Exercise details
Each line from the line containing "[mark] the sky" through the last line of the entries is to be reproduced exactly as it stands.

Natural language region descriptions
▶
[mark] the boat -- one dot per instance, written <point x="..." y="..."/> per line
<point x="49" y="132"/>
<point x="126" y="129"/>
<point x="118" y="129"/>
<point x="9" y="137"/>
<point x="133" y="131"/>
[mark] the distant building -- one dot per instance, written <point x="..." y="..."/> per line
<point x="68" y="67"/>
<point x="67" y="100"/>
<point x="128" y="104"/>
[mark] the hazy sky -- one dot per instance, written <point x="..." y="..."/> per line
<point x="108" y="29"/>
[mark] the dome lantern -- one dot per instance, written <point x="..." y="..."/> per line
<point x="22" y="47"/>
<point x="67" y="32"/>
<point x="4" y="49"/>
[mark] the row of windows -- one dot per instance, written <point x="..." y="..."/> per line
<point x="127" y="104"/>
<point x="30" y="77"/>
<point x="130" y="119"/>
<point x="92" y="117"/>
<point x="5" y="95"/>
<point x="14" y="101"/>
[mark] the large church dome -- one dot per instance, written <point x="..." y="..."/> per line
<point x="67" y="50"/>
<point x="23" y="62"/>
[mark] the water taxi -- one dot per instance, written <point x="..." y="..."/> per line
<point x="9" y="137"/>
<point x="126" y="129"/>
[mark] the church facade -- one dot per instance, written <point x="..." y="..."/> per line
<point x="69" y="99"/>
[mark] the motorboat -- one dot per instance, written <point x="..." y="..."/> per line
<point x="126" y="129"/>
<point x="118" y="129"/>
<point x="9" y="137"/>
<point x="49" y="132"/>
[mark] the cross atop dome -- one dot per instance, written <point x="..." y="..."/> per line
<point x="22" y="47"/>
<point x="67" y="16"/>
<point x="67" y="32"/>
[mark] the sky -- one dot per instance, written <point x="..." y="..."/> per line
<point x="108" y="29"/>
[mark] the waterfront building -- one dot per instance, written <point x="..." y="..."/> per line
◀
Task output
[mark] the sky -- one dot per instance, written <point x="..." y="..."/> per line
<point x="108" y="29"/>
[mark] the waterfront building -- one dot per instance, written <point x="..." y="..."/> per line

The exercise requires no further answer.